◆ Task to carry out:
Output exactly the lines from the line with "Where can the rocky" through the end of the records below. Include nothing else.

Point annotation dataset records:
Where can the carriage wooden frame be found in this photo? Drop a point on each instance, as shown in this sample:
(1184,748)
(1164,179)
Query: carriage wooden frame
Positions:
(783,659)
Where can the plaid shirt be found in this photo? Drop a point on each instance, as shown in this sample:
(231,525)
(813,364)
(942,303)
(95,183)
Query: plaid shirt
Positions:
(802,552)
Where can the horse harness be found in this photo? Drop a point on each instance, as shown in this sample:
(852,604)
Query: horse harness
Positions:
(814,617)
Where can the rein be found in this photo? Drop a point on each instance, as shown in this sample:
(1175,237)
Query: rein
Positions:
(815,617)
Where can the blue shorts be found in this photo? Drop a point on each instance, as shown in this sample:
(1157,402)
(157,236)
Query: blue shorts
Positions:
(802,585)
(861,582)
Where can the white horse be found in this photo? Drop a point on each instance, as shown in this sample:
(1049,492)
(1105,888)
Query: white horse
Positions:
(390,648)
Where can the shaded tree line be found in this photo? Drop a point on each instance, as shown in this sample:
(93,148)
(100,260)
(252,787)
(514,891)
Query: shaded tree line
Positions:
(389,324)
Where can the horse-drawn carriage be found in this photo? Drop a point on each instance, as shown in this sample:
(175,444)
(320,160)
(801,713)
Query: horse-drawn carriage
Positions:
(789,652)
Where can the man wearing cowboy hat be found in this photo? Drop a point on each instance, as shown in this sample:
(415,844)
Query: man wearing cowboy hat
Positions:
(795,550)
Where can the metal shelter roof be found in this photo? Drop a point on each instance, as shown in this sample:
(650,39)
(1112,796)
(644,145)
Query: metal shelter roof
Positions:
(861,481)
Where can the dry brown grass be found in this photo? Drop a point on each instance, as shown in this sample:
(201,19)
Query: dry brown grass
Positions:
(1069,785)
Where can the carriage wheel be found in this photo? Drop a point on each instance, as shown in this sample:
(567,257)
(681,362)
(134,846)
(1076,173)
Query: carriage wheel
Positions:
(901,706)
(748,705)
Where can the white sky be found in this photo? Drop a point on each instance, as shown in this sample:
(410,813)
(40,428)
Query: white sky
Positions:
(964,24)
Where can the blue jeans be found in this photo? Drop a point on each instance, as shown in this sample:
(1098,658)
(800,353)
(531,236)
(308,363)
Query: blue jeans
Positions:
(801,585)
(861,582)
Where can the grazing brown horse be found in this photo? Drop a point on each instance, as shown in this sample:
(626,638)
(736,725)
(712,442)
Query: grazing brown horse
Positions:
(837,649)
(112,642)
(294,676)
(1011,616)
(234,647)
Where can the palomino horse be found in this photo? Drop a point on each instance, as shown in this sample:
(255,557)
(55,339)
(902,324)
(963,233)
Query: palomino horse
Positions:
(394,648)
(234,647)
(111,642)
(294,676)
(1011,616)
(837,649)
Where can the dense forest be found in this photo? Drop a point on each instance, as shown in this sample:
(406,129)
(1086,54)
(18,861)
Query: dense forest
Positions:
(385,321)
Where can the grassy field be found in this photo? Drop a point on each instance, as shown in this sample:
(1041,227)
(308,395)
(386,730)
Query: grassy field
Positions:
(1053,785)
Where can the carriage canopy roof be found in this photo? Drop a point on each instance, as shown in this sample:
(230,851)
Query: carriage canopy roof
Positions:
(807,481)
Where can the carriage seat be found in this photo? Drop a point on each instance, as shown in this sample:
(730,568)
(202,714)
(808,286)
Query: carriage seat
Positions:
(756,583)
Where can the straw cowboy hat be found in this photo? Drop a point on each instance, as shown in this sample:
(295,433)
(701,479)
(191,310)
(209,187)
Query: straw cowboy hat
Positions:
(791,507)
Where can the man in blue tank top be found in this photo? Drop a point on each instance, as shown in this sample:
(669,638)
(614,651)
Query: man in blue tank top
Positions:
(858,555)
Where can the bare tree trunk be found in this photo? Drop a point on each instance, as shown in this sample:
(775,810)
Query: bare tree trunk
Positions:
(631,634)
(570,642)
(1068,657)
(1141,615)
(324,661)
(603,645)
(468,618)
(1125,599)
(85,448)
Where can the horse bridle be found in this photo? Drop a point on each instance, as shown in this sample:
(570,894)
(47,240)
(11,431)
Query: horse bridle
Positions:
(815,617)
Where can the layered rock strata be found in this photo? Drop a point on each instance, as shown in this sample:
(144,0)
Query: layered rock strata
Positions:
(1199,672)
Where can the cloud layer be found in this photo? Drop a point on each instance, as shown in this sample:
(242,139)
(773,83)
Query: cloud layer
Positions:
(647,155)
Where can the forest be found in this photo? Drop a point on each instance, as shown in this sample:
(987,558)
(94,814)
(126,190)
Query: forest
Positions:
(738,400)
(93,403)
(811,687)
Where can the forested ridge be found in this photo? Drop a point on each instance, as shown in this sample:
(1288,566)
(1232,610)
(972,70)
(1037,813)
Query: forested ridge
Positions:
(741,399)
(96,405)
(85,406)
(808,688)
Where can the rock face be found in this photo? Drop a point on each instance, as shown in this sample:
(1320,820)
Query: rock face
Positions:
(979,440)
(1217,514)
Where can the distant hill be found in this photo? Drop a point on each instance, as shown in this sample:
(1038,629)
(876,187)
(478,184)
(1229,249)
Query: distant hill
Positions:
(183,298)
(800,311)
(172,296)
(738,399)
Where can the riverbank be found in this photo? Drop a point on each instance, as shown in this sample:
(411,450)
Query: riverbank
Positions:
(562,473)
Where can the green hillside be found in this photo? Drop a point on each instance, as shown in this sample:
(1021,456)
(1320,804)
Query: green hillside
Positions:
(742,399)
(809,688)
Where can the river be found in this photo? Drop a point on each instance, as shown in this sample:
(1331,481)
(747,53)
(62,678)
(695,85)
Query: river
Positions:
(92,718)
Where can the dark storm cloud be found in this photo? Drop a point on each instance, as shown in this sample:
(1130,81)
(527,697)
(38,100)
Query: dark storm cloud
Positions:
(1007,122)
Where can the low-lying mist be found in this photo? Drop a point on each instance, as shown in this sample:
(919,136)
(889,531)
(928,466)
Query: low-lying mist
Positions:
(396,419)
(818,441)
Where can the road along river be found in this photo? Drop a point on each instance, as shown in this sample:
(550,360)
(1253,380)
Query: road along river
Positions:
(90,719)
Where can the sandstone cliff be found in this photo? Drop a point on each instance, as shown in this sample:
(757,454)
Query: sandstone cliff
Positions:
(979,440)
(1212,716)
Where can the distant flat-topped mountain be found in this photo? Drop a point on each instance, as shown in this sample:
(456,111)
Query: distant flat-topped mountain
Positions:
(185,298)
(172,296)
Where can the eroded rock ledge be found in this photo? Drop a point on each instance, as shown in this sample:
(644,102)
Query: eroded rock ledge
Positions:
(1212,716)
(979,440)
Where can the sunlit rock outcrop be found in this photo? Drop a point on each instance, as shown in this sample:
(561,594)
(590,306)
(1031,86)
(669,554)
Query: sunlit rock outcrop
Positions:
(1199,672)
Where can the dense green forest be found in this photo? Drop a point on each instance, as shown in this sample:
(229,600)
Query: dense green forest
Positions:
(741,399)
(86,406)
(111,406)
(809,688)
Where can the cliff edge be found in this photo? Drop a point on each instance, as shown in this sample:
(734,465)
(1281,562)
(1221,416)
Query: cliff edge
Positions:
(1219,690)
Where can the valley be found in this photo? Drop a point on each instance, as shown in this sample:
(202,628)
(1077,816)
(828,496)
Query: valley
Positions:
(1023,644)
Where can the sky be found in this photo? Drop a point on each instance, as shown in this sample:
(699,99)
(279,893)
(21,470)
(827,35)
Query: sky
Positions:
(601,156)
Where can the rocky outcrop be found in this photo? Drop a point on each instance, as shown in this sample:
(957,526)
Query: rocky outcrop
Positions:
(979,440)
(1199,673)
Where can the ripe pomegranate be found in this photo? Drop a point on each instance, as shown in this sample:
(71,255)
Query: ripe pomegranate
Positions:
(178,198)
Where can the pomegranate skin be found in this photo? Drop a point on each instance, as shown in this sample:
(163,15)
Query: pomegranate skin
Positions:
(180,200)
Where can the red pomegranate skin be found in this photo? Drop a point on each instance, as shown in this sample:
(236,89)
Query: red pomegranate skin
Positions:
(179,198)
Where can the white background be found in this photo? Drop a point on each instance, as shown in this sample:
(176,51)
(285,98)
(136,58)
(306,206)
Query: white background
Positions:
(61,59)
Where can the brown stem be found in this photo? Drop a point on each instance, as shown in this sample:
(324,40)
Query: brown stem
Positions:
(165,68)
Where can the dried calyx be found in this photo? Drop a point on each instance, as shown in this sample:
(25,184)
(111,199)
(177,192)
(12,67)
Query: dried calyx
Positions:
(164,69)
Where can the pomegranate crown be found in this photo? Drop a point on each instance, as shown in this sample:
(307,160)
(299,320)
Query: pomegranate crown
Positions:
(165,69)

◆ Task answer:
Where can the rocky outcrop be found in this photo? Drop a point on each instance, as shown in this sample:
(957,526)
Query: rocky outcrop
Positions:
(979,440)
(1199,673)
Where can the ripe pomegranate be found in this photo? Drop a point on each instance, as shown in this sample:
(71,255)
Query: ripe pomegranate
Positions:
(178,198)
Where can the pomegranate skin be found in this photo? Drop a point on each instance, as shown in this sample:
(163,15)
Query: pomegranate skin
Positions:
(180,200)
Where can the red pomegranate skin be found in this photo? Drop a point on each instance, as shown in this sample:
(236,89)
Query: red pomegranate skin
Positions:
(179,198)
Where can the white background be found in this photo? Drop a point on each instance, as shown in this sample:
(176,51)
(285,98)
(136,58)
(306,206)
Query: white background
Positions:
(61,59)
Where can the brown stem be found in this photo? Drop a point on each instance, as shown in this sample:
(324,40)
Query: brown stem
Positions:
(165,68)
Where can the dried calyx be found in this photo? Drop a point on each instance, as shown in this sample:
(25,184)
(111,199)
(177,192)
(12,67)
Query: dried calyx
Positions:
(164,69)
Where can the pomegranate crown be found in this photo? Drop a point on each instance, as shown in this sample:
(307,160)
(299,320)
Query: pomegranate crown
Positions:
(165,69)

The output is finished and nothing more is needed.